- _WHAT YOU ARE ASKED TO DO_: Would you repeat exactly the part of the listing below that runs from the line containing "of the beige" down to the line containing "of the reeds", inclusive, and nothing else?

- _DATA EXTRACT_:
================================

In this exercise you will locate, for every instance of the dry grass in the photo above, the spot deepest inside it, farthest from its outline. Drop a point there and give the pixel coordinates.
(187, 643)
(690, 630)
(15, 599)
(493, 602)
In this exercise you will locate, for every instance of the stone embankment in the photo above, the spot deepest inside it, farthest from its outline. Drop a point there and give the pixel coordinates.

================================

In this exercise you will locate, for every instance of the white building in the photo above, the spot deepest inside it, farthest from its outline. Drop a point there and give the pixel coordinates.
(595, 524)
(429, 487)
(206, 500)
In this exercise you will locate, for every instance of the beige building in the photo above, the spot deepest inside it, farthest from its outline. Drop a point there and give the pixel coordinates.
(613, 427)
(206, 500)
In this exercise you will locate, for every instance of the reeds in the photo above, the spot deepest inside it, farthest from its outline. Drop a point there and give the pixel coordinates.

================================

- _REPLY TO THE TASK_:
In this exercise you will locate, for every instance of the beige building in the photo above, the spot deepest inside it, farthest from its outline. Drop a point there and give the pixel coordinates.
(613, 427)
(206, 500)
In this exercise you will locate, for every instance of the reeds in the photo above, the spot deepest inside it, farthest from its outline. Drop a point there and give the pixel coordinates.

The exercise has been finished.